§ Supplied passage:
If it was totally satisfactory, benchmarks wouldn't need to exist, and
we wouldn't have people comparing algorithms with actual empirical
testing on ranges of platforms.  

But computational complexity theory gives an approximation.

Yes, it does.  That gives you a guideline when selecting which
algorithms to explore with actual measurement.

No argument here.

I wonder at times just how much "performance" matters

People frequently worry about it far too often, and too early.  For a
concrete example, look only to this thread, where you opined that
Richard's implementation wasn't any good for such reasons, offered up
your XOR version, which won't work on a number of in-use CPU
architectures today, and is likely to actually be slower on many of
them where it will.  All the better reason to only worry about
optimizing code when it has been demonstrated, as you like to say "in
practice" to be insufficiently fast in a real program.  Armchair
optimizing can be fun, to be sure, but shooting at some example code on
performance grounds when it might be more than fast enough where it is
going to be employed is a waste of energy.

At the most abstract level, as opposed to programming and hacking,
forcing oneself to search for the best solution is often the best way
to proceed. Dijkstra often did this, for example in smoothsort. It
helps morale and finds lemmas quickly.

I know the programmer wisdom that you should search for the stoopidest
solution, and in the real world, I have seen an entire company go down
the tubes in honor of this false wisdom. This company used a PhD's own
version of TSO to do market research and in it, the cry was "get it
done today, using the stoopidest solution you can find".




In the most general sense, Ben, I don't think using a "buffer" is a
good way to make code fast because it's a Faustian bargain. You're not
thinking up a new and more clever algorithm, such as my insanely
clever (d'oh) idea that we skip crap exchanges in which a==b, you're
being an engineer trying something out which may backfire at a later
date.

Using the ancient XOR hack isn't thinking up a new algorithm either.  

No. But skipping unnecessary exchanges IS.

No, it isn't new either.  This topic, especially with respect to
memswap() flavors has been beaten to death for years, with no clear
winner, because the best answer depends upon a lot of variables.  I
know of no general, portable solution that doesn't depend upon
platform-specific tricks that is uniformly best in all cases.  If
someone does, I'd love to hear of it.

§ Records supplied:
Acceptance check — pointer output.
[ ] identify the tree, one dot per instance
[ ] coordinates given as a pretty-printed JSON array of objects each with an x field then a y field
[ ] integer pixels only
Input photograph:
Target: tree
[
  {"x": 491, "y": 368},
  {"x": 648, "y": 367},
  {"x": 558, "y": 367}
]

§ What is asked:
1. List every person named in the forum thread.
2. Show each line of the entries that contains the word "tree". Case counts.

§ Exercise responses:
1. Richard, Dijkstra, Ben

2.
[ ] identify the tree, one dot per instance
Target: tree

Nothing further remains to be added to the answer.